> **Página**

Haciendo un repaso al mapa cognitivo político contemporáneo, nos enfrentamos a lo que el filósofo colombiano Santiago Castro-Gómez ha denominado la antinomia de la pospolítica , en la cual nos vemos obligados a tener que elegir entre un "canalla" neoliberal que cancela las instituciones republicanas en nombre de la lógica de mercado, y un "canalla" neofascista que hace lo mismo, pero en nombre de la restauración autoritaria de las viejas jerarquías modernocoloniales.
Dentro de este escenario, y de forma dramática, se postulan muchas izquierdas que, aferradas a viejas certezas ideológicas, pretenden combatir esta operación recurriendo a escenarios que también prescinden de las instituciones democráticas, reforzando con esto la antinomia de la pospolítica.
Un sello típico de esta vivencia de lo pospolítico es lo que podríamos definir como la frivolización de la política y las consecuentes democracias hidropónicas. Por frivolización de la política entendemos la combinación corrosiva de la pérdida simbólica y lingüística de los grandes significantes políticos. Revisando detalladamente, encontraremos que "frivolidad" deriva del latín frivŏlus, que significaba "vano", "ligero" o "sin valor"; tal nombre se usaba generalmente para referirse a recipientes de barro quebradizo, generalmente muy vulnerables para albergar de forma segura algún contenido.
Se podría decir que "frivŏlus" representaba el antónimo radical del "iure" romano, algo sin fundamento, sentido o trascendencia. Hoy, gran parte de los conceptos políticos de relevante importancia dentro del gran sistema de ciencias políticas han sido frivolizados, es decir, vaciados de todo fundamento y sentido, quedando nada más que recipientes quebradizos.

> **Enunciado**
Transcribe completo, palabra por palabra, el texto de arriba sobre la frivolización de la política.

> **Datos de origen**

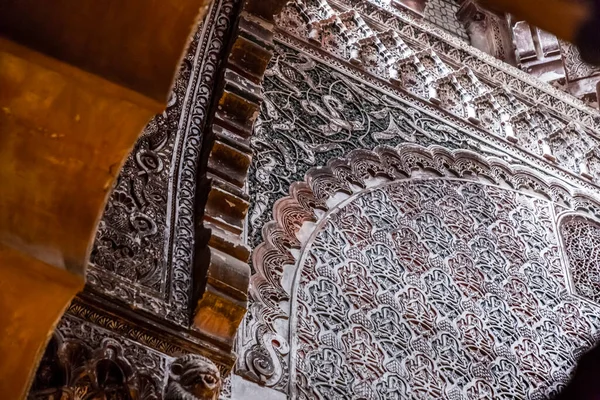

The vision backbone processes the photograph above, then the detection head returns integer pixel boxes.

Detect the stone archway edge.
[237,145,600,391]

> **Resultado**
Haciendo un repaso al mapa cognitivo político contemporáneo, nos enfrentamos a lo que el filósofo colombiano Santiago Castro-Gómez ha denominado la antinomia de la pospolítica , en la cual nos vemos obligados a tener que elegir entre un "canalla" neoliberal que cancela las instituciones republicanas en nombre de la lógica de mercado, y un "canalla" neofascista que hace lo mismo, pero en nombre de la restauración autoritaria de las viejas jerarquías modernocoloniales.
Dentro de este escenario, y de forma dramática, se postulan muchas izquierdas que, aferradas a viejas certezas ideológicas, pretenden combatir esta operación recurriendo a escenarios que también prescinden de las instituciones democráticas, reforzando con esto la antinomia de la pospolítica.
Un sello típico de esta vivencia de lo pospolítico es lo que podríamos definir como la frivolización de la política y las consecuentes democracias hidropónicas. Por frivolización de la política entendemos la combinación corrosiva de la pérdida simbólica y lingüística de los grandes significantes políticos. Revisando detalladamente, encontraremos que "frivolidad" deriva del latín frivŏlus, que significaba "vano", "ligero" o "sin valor"; tal nombre se usaba generalmente para referirse a recipientes de barro quebradizo, generalmente muy vulnerables para albergar de forma segura algún contenido.
Se podría decir que "frivŏlus" representaba el antónimo radical del "iure" romano, algo sin fundamento, sentido o trascendencia. Hoy, gran parte de los conceptos políticos de relevante importancia dentro del gran sistema de ciencias políticas han sido frivolizados, es decir, vaciados de todo fundamento y sentido, quedando nada más que recipientes quebradizos.